**TEXT:**
Landtagspräsidentenkonferenz in Ostwestfalen

Westfälische Erklärung als Plädoyer für Öffentlichkeitsarbeit, politische Bildung und Social Media

Die Präsidentinnen und Präsidenten der 30 deutschsprachigen Landtage aus Deutschland, Österreich, Südtirol und der deutschsprachigen Gemeinschaft in Belgien haben eine gemeinsame Erklärung zur Stärkung der Demokratie verabschiedet. Mit der verabschiedeten „Westfälische Erklärung“ vereinbarten die Spitzen der Parlamente bei ihrer Konferenz in Ostwestfalen-Lippe, mit Angeboten der politischen Bildung und mit Kommunikation die Demokratie zu stärken.

Die Präsidentin des Bayerischen Landtags. Ilse Aigner, sagte: "Die Westfälische Erklärung ist ein wichtiges Zeichen in schwierigen Zeiten. Denn unsere Demokratie steht unter Druck von innen und außen", so Aigner. "Die gemeinsam gefasste Erklärung bestärkt uns darin, unseren Weg von noch mehr Transparenz und Bürgernähe - beispielsweise mit unserem LandTruck, unseren Social-Media-Kanälen und Angeboten der Politischen Bildung - weiterzugehen." 

Der Präsident des Landtags von Nordrhein-Westfalen, André Kuper, unter dessen Vorsitz die Konferenz in Ostwestfalen-Lippe tagte, bezeichnete die Westfälische Erklärung als "starkes Signal der Einigkeit. In Zeiten sinkender Wahlbeteiligung, Fake News und internationaler Krisen treten die Parlamente den Feinden der Demokratie geschlossen entgegen. Mit dem gemeinsamen Beschluss der Parlamentspräsidentinnen und Präsidenten wird eine starke Allianz für Demokratie geschaffen. Nicht zuletzt als Lehre aus dem Scheitern der Weimarer Republik ist großes Engagement aus den Parlamenten heraus notwendig."

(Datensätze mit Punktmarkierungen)

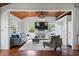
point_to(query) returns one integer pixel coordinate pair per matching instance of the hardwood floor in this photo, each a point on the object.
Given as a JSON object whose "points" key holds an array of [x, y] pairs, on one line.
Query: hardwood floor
{"points": [[67, 51]]}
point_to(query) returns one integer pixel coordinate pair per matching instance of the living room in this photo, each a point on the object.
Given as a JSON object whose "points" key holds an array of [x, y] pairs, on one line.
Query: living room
{"points": [[28, 20]]}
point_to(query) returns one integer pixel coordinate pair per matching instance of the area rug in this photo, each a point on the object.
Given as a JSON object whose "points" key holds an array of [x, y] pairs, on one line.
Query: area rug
{"points": [[29, 45]]}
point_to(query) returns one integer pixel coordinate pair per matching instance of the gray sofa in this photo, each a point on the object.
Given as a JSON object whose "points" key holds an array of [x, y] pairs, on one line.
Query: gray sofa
{"points": [[17, 39], [55, 42]]}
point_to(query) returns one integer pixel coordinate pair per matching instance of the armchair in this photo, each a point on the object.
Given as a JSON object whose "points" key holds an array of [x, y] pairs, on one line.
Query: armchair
{"points": [[55, 42]]}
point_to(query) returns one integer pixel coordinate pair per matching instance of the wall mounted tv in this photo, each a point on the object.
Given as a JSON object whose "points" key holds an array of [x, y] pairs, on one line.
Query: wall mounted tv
{"points": [[41, 25]]}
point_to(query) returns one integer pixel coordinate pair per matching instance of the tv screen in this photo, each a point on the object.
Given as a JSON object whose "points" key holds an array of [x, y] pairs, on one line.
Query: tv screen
{"points": [[41, 25]]}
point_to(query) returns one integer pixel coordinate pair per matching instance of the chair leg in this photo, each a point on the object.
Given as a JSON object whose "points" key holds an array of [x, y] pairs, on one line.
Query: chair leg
{"points": [[44, 45], [54, 49], [60, 48]]}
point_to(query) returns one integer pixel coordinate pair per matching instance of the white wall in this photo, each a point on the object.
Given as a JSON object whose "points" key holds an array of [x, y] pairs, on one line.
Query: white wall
{"points": [[61, 28], [28, 20], [14, 7], [64, 25], [75, 26], [13, 20]]}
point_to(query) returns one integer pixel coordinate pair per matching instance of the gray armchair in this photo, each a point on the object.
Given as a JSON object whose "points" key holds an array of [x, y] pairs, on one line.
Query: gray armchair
{"points": [[55, 42]]}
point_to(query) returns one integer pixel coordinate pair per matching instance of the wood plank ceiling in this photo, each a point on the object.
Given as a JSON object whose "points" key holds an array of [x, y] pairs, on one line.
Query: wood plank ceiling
{"points": [[23, 14], [3, 4]]}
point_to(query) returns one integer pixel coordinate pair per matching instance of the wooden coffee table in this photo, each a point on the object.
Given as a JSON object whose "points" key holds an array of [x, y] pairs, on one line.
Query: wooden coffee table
{"points": [[35, 40]]}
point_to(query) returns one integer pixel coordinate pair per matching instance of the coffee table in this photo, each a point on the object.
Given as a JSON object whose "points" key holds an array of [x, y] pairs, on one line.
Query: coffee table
{"points": [[35, 40]]}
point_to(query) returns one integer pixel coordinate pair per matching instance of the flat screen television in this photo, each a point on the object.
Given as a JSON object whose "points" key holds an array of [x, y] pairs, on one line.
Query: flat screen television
{"points": [[41, 25]]}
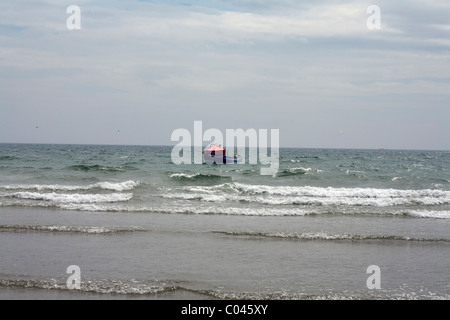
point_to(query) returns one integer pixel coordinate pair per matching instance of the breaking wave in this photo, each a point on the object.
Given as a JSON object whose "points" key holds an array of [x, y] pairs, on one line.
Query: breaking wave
{"points": [[72, 198], [96, 167], [113, 186], [326, 236], [134, 288], [67, 229]]}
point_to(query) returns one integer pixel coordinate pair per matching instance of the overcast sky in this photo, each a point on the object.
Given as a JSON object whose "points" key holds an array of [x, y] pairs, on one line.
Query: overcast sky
{"points": [[138, 70]]}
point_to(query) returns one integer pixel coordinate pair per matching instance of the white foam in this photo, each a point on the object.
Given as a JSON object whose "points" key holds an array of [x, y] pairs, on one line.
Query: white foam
{"points": [[114, 186], [287, 195], [73, 198], [430, 214]]}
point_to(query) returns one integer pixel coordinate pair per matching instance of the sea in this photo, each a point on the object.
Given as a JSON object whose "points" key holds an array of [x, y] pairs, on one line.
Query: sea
{"points": [[125, 222]]}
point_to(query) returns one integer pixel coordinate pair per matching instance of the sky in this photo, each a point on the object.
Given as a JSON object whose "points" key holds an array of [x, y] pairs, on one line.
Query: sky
{"points": [[321, 72]]}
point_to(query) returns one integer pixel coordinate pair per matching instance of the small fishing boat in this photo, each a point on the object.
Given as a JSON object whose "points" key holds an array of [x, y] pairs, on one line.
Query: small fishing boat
{"points": [[216, 154]]}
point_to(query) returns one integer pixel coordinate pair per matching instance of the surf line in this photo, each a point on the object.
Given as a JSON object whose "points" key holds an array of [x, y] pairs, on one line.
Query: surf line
{"points": [[235, 138]]}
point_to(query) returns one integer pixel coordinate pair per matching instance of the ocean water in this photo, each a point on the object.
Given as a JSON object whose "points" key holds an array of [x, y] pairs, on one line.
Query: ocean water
{"points": [[140, 227]]}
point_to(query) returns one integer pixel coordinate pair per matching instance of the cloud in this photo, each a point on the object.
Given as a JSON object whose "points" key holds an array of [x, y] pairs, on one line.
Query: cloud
{"points": [[155, 59]]}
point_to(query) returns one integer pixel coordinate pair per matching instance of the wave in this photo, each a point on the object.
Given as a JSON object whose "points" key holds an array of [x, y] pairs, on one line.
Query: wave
{"points": [[71, 198], [97, 167], [8, 158], [112, 186], [67, 229], [133, 288], [100, 286], [327, 237], [308, 196], [199, 177], [288, 172]]}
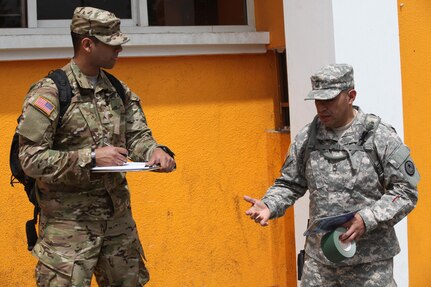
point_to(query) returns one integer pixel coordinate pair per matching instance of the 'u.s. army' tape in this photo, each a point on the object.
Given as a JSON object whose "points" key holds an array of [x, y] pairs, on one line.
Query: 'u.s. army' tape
{"points": [[335, 250]]}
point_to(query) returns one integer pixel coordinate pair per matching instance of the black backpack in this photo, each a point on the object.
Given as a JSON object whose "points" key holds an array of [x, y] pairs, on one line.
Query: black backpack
{"points": [[18, 176]]}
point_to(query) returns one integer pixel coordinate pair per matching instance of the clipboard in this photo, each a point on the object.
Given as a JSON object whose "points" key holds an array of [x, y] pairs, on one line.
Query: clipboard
{"points": [[128, 166]]}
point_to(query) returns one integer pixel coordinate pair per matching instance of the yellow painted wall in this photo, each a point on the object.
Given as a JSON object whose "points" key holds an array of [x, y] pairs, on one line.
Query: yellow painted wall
{"points": [[415, 31], [214, 112]]}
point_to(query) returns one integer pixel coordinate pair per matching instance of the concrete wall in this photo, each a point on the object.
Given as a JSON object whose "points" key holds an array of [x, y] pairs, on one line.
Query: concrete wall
{"points": [[358, 32], [215, 113]]}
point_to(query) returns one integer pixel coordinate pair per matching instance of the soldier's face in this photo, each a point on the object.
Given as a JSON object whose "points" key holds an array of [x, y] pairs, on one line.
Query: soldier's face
{"points": [[105, 56], [338, 111]]}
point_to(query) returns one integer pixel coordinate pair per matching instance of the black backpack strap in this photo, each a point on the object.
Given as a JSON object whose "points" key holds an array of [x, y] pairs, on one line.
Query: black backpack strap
{"points": [[117, 85], [64, 90]]}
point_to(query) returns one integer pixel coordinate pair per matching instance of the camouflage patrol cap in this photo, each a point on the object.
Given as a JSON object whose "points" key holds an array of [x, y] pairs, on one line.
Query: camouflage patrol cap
{"points": [[330, 81], [103, 25]]}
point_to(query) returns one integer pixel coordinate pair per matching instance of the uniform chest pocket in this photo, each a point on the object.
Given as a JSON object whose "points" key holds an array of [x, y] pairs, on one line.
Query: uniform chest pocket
{"points": [[79, 125], [334, 175]]}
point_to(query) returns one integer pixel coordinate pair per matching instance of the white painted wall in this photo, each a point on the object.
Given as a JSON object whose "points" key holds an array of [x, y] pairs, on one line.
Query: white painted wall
{"points": [[363, 33]]}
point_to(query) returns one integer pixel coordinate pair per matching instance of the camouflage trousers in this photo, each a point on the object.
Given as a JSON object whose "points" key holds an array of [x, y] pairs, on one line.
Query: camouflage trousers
{"points": [[374, 274], [70, 252]]}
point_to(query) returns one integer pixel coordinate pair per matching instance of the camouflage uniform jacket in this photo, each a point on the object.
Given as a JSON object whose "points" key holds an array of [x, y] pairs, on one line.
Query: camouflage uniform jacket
{"points": [[59, 156], [350, 184]]}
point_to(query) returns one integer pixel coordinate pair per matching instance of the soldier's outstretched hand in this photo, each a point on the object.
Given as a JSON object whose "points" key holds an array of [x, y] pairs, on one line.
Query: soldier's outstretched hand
{"points": [[258, 211]]}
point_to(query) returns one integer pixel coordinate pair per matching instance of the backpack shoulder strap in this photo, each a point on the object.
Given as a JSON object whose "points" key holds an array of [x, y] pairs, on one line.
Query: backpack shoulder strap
{"points": [[117, 85], [64, 90]]}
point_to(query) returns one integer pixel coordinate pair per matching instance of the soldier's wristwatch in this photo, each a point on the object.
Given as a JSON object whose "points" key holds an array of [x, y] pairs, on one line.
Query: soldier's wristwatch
{"points": [[93, 157]]}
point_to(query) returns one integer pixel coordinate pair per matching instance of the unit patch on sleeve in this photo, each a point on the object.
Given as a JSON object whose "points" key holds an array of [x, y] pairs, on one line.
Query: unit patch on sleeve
{"points": [[410, 167], [44, 105]]}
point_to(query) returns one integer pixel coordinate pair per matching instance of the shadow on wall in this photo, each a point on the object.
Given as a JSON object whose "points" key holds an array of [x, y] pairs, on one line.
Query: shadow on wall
{"points": [[161, 80]]}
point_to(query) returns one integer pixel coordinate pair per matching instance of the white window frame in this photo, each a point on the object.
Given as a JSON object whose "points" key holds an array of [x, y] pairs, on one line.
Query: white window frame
{"points": [[50, 39]]}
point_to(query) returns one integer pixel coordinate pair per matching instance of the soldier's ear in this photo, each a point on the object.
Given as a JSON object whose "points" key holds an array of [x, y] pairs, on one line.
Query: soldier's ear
{"points": [[86, 44], [352, 96]]}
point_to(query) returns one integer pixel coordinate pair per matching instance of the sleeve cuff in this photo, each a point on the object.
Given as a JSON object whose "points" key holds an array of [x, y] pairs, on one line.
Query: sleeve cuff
{"points": [[271, 208], [368, 218]]}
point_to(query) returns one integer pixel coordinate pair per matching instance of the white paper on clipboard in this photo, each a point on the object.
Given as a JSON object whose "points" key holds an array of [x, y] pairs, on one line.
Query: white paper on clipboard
{"points": [[128, 166]]}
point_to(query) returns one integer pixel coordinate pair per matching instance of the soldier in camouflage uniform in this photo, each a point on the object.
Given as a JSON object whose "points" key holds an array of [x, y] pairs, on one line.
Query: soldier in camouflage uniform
{"points": [[86, 225], [342, 180]]}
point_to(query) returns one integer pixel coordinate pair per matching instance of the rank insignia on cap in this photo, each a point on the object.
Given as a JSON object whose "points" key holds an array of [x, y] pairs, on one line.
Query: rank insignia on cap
{"points": [[44, 105]]}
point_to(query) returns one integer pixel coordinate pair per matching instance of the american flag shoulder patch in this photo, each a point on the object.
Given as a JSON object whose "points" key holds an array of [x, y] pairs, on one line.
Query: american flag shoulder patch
{"points": [[44, 105]]}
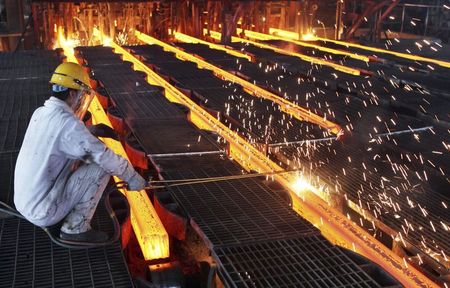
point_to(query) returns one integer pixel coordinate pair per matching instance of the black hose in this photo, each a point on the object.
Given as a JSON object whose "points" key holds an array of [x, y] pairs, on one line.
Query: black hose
{"points": [[74, 244]]}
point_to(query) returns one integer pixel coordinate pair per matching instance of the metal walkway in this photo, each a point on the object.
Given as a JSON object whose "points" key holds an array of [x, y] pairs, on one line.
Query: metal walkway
{"points": [[238, 217]]}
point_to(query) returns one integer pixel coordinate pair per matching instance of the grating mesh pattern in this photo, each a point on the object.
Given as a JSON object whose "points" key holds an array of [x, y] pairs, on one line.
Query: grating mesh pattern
{"points": [[170, 136], [302, 262], [237, 211], [30, 259]]}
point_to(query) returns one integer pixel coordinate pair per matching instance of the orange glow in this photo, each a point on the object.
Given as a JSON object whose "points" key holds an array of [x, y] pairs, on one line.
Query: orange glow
{"points": [[293, 38], [285, 105], [67, 45], [300, 185], [335, 226], [353, 71], [189, 39], [150, 232], [293, 35]]}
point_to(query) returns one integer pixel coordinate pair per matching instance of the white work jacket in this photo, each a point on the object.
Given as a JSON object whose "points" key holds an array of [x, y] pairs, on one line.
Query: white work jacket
{"points": [[54, 139]]}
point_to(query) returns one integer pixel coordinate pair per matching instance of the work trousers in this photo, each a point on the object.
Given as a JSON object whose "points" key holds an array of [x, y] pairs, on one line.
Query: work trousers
{"points": [[80, 195]]}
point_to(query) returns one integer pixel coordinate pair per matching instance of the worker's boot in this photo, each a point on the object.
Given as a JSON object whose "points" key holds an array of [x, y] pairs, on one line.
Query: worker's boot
{"points": [[88, 236]]}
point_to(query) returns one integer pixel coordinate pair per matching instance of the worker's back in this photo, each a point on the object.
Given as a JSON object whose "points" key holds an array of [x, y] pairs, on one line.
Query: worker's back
{"points": [[41, 161]]}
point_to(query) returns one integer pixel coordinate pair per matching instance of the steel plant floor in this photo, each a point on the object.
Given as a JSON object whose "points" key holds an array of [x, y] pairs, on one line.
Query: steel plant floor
{"points": [[239, 220], [28, 257], [366, 106]]}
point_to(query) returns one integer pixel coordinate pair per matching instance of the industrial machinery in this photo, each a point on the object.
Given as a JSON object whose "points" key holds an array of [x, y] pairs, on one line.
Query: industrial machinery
{"points": [[288, 143]]}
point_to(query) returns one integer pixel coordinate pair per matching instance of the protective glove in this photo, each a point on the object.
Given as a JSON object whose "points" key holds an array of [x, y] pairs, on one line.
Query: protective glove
{"points": [[136, 183], [104, 131]]}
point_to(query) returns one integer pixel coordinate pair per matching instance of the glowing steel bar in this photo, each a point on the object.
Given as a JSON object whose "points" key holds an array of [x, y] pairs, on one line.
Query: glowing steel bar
{"points": [[335, 226], [189, 39], [294, 36], [261, 36], [289, 107], [342, 68], [150, 232]]}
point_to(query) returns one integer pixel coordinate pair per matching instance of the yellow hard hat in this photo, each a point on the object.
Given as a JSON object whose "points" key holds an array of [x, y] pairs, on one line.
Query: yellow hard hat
{"points": [[71, 75]]}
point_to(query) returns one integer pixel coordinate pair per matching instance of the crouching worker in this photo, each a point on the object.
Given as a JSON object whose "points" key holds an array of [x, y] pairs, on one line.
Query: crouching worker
{"points": [[62, 169]]}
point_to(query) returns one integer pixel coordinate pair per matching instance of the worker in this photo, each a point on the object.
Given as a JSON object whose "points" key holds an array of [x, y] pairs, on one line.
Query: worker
{"points": [[62, 169]]}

**KURZE AUFGABE:** Schreib aus dem Text zur Landtagspräsidentenkonferenz die Stelle von „Westfälische Erklärung als Plädoyer“ bis „Demokratie zu stärken.“ wortgetreu ab.

**LÖSUNG:**
Westfälische Erklärung als Plädoyer für Öffentlichkeitsarbeit, politische Bildung und Social Media

Die Präsidentinnen und Präsidenten der 30 deutschsprachigen Landtage aus Deutschland, Österreich, Südtirol und der deutschsprachigen Gemeinschaft in Belgien haben eine gemeinsame Erklärung zur Stärkung der Demokratie verabschiedet. Mit der verabschiedeten „Westfälische Erklärung“ vereinbarten die Spitzen der Parlamente bei ihrer Konferenz in Ostwestfalen-Lippe, mit Angeboten der politischen Bildung und mit Kommunikation die Demokratie zu stärken.